- _Directions for this task_:
Copy each of the following items word for word, without changing anything.

- _Given information_:
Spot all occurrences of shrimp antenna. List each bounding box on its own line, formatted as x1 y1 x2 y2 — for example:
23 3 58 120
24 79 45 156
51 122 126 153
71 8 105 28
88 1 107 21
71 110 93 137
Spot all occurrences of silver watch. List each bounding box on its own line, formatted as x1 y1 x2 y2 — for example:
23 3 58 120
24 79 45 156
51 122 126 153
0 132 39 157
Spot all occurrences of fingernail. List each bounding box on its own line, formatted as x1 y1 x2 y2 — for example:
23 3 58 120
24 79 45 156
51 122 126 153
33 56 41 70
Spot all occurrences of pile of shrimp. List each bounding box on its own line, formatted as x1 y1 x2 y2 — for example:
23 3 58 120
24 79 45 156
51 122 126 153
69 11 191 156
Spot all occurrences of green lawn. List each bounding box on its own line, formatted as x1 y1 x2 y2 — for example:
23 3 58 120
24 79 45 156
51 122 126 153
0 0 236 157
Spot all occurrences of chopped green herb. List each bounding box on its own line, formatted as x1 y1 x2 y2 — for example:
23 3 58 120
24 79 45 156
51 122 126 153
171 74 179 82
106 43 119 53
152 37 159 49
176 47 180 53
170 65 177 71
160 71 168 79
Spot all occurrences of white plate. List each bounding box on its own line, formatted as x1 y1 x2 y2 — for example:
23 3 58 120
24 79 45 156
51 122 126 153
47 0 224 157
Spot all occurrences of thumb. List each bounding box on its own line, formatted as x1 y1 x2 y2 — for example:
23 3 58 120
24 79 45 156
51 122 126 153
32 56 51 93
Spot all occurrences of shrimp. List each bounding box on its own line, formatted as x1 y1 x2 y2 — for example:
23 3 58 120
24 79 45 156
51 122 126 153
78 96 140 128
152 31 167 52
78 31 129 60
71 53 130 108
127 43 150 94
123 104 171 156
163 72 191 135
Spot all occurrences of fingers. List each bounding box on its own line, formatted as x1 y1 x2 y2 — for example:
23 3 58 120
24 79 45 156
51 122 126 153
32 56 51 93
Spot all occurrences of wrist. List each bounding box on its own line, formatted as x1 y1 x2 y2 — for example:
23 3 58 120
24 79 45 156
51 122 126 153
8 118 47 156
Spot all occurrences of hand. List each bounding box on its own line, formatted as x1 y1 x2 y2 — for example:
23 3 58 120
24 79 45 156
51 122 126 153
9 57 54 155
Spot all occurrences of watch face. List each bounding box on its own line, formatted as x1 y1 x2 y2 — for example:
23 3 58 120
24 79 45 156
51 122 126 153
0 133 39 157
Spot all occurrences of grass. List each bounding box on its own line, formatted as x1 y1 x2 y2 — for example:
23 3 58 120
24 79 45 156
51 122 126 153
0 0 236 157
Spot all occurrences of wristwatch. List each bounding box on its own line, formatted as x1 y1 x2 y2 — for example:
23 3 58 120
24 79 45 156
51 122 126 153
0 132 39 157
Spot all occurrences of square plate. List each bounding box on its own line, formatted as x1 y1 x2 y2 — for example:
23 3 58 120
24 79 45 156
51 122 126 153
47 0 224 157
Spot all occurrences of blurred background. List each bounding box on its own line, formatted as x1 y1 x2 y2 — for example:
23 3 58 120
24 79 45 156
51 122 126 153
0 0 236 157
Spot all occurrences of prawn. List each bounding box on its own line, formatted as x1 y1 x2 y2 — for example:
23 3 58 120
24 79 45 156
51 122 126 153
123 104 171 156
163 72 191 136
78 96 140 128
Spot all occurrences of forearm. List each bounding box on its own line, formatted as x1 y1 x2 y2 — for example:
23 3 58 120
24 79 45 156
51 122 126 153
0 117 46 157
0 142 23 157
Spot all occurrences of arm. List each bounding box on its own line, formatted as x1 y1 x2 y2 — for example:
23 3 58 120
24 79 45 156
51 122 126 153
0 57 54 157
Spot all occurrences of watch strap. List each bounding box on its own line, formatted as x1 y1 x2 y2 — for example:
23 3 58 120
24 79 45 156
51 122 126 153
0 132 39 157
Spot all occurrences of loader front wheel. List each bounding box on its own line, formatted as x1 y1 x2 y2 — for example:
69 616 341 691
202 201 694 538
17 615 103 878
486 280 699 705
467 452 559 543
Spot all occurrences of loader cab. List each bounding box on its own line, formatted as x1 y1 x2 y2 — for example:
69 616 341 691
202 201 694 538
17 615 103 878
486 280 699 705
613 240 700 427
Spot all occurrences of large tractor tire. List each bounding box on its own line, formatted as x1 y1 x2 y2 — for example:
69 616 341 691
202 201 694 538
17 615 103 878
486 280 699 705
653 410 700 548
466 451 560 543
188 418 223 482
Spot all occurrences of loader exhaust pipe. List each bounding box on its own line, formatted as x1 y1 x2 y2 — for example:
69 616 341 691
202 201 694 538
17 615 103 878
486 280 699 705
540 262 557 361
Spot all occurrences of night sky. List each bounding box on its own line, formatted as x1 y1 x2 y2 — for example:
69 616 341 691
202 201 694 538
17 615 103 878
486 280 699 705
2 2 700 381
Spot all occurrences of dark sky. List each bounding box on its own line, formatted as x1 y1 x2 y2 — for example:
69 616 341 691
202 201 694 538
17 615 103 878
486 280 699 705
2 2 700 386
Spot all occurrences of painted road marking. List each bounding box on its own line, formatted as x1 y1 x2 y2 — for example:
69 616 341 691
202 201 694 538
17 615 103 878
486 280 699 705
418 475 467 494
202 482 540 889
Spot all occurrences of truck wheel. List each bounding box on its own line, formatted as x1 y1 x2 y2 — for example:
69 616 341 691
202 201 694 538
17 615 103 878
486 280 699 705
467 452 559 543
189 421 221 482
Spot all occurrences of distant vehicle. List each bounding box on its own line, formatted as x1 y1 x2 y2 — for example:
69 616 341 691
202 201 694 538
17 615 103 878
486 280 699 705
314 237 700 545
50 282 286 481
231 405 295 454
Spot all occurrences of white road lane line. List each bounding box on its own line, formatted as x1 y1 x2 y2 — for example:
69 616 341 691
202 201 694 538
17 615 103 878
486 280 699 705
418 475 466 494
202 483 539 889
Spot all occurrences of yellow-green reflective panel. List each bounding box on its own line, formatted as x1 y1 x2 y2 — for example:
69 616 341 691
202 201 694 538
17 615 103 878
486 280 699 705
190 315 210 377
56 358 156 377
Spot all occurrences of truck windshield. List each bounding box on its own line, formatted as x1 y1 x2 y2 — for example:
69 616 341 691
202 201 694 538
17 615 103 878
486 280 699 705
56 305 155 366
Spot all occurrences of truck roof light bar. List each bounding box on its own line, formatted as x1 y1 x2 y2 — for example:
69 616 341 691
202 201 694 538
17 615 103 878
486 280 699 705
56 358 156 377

- _Expected answer_:
Spot all occurrences of shrimp antenna. List each bounding box on its own line, formatted as x1 y1 x2 y2 — for example:
23 3 58 120
24 79 45 156
51 122 126 153
71 8 105 28
88 1 107 21
71 110 93 137
Spot all occurrences of silver watch. List each bounding box on its own line, formatted as x1 y1 x2 y2 — for example:
23 3 58 120
24 79 45 156
51 122 126 153
0 132 39 157
Spot all occurrences of fingernail. List each bounding box on its own line, formatted as x1 y1 x2 y2 — for example:
23 3 58 120
24 79 45 156
51 122 126 153
33 56 41 70
Spot all occurrences of pile of shrimp. List each bounding box on its own line, formatted as x1 y1 x2 y2 — for example:
23 3 58 120
24 79 45 156
51 122 126 153
69 11 191 156
Spot all occurrences of green lawn. List each bounding box on its own line, formatted as x1 y1 x2 y2 — for example:
23 3 58 120
24 79 45 156
51 122 126 153
0 0 236 157
Spot all occurrences of chopped green herb. List each bounding box on its own line, formatted as x1 y1 x2 y2 — for example:
23 3 58 120
24 79 45 156
51 122 126 153
171 74 179 82
106 43 119 53
152 37 159 49
176 47 180 53
170 65 177 71
160 71 168 79
Spot all occurrences of white plate. List each bounding box on its own line, formatted as x1 y1 x2 y2 — for example:
23 3 58 120
24 79 45 156
51 122 126 153
47 0 224 157
Spot all occurrences of thumb. List each bounding box on its own line, formatted as x1 y1 x2 y2 — for example:
23 3 58 120
24 79 45 156
51 122 126 153
32 56 51 93
Spot all occurrences of shrimp. List each bounding box on its own line, formatted as x1 y1 x2 y2 — for example:
23 3 58 120
24 79 45 156
51 122 126 153
78 96 140 128
152 31 167 52
78 31 129 60
71 53 130 108
127 43 150 94
123 104 171 156
163 72 191 135
Spot all occurrences of fingers. List each bounding box on its own line, formatted as x1 y1 x2 y2 — for example:
23 3 58 120
24 79 45 156
51 122 126 153
32 56 51 93
Spot all occurrences of wrist. List each bounding box on its own line, formatted as x1 y1 x2 y2 — for example:
23 3 58 120
24 79 45 156
51 122 126 153
8 118 47 156
Spot all occurrences of hand. List each bounding box on its own line, formatted as x1 y1 x2 y2 — for example:
23 3 58 120
24 79 45 156
51 122 126 153
9 57 54 155
Spot all occurrences of watch face. List each bounding box on its own line, formatted as x1 y1 x2 y2 — for example:
23 3 58 120
24 79 45 156
51 122 126 153
0 133 39 157
Spot all occurrences of grass. List each bounding box on its own line, formatted as x1 y1 x2 y2 — for example:
23 3 58 120
24 79 45 156
51 122 126 153
0 0 236 157
Spot all occurrences of wristwatch. List each bounding box on its own line, formatted as x1 y1 x2 y2 — for example:
23 3 58 120
24 79 45 156
51 122 126 153
0 132 39 157
Spot all occurrences of square plate. List each bounding box on its own line, formatted as x1 y1 x2 y2 — for example:
23 3 58 120
24 79 45 156
51 122 126 153
47 0 224 157
Spot all occurrences of blurred background. List each bounding box on its own line, formatted as x1 y1 x2 y2 — for example:
23 3 58 120
24 79 45 156
51 122 126 153
0 0 236 157
Spot all occurrences of prawn. List each bounding box on its own line, formatted as x1 y1 x2 y2 — for example:
23 3 58 120
24 79 45 156
51 122 126 153
123 104 171 156
163 72 191 136
78 96 140 128
Spot all occurrences of forearm. List each bounding box on its own line, formatted as x1 y1 x2 y2 — for example:
23 3 58 120
24 79 45 156
51 122 126 153
0 117 46 157
0 142 23 157
Spot all occurrences of arm. List each bounding box on its own line, formatted as x1 y1 x2 y2 — for example:
23 3 58 120
24 79 45 156
51 122 126 153
0 57 54 157
Spot all occurrences of watch strap. List each bounding box on its own line, formatted as x1 y1 x2 y2 — for example:
23 3 58 120
24 79 45 156
51 122 126 153
0 132 39 157
Spot all occurrences of loader front wheel. List each bounding box on its own line, formatted as x1 y1 x2 y2 — for example:
69 616 341 691
202 201 694 538
17 615 103 878
486 280 699 705
467 452 559 543
Spot all occurrences of loader cab. List each bounding box on its own line, formatted as x1 y1 x2 y2 — for example:
69 616 341 691
202 201 694 538
17 615 103 878
486 280 699 705
613 240 700 427
Spot all occurrences of large tractor tire. List each bounding box on its own line, formatted as x1 y1 x2 y2 — for example:
69 616 341 691
202 201 694 538
17 615 103 878
486 280 699 705
653 410 700 548
466 451 560 543
188 418 223 482
Spot all occurrences of loader exhaust pipe. List each bounding box on its own line, formatted as x1 y1 x2 y2 — for example:
69 616 341 691
202 201 694 538
17 615 103 878
486 280 699 705
540 262 557 361
Spot all occurrences of night sky. List each bounding box on its own line, formatted as x1 y1 x2 y2 — for example:
69 616 341 691
202 201 694 538
17 615 103 878
486 280 699 705
2 2 700 381
Spot all occurrences of dark sky. List each bounding box on its own line, formatted as x1 y1 x2 y2 — for example:
69 616 341 691
202 201 694 538
17 615 103 878
486 280 699 705
2 2 700 386
Spot all occurrences of painted road marking. List each bounding box on its own line, formatted as x1 y1 x2 y2 — for example:
69 616 341 691
202 201 694 538
17 615 103 878
486 280 699 705
418 475 467 494
202 482 540 889
Spot all occurrences of truck wheel. List each bounding box on its own line, formatted as x1 y1 x2 y2 — for example:
69 616 341 691
202 201 694 538
17 615 103 878
486 280 699 705
467 452 559 543
189 421 221 482
Spot all occurrences of distant vehicle. List each bounding box on its own line, formatted as x1 y1 x2 y2 — for example:
69 616 341 691
202 201 694 538
17 615 103 878
486 280 699 705
314 237 700 545
50 282 286 481
231 405 295 454
Spot all occurrences of white road lane line. List each bounding box on its own line, formatted as x1 y1 x2 y2 — for example:
69 616 341 691
202 201 694 538
17 615 103 878
486 280 699 705
418 475 466 494
202 483 539 889
Spot all occurrences of yellow-green reflective panel. List each bounding box on its own line, formatted as x1 y1 x2 y2 — for example:
69 616 341 691
202 201 694 538
17 615 103 878
486 280 699 705
190 315 210 377
56 358 156 377
Spot all occurrences of truck windshield. List each bounding box on its own line, formatted as x1 y1 x2 y2 — for example:
69 616 341 691
202 201 694 538
17 615 103 878
486 280 699 705
56 305 155 366
Spot all occurrences of truck roof light bar. List each bounding box on its own line, formatted as x1 y1 x2 y2 — for example:
69 616 341 691
202 201 694 538
17 615 103 878
486 280 699 705
56 358 156 377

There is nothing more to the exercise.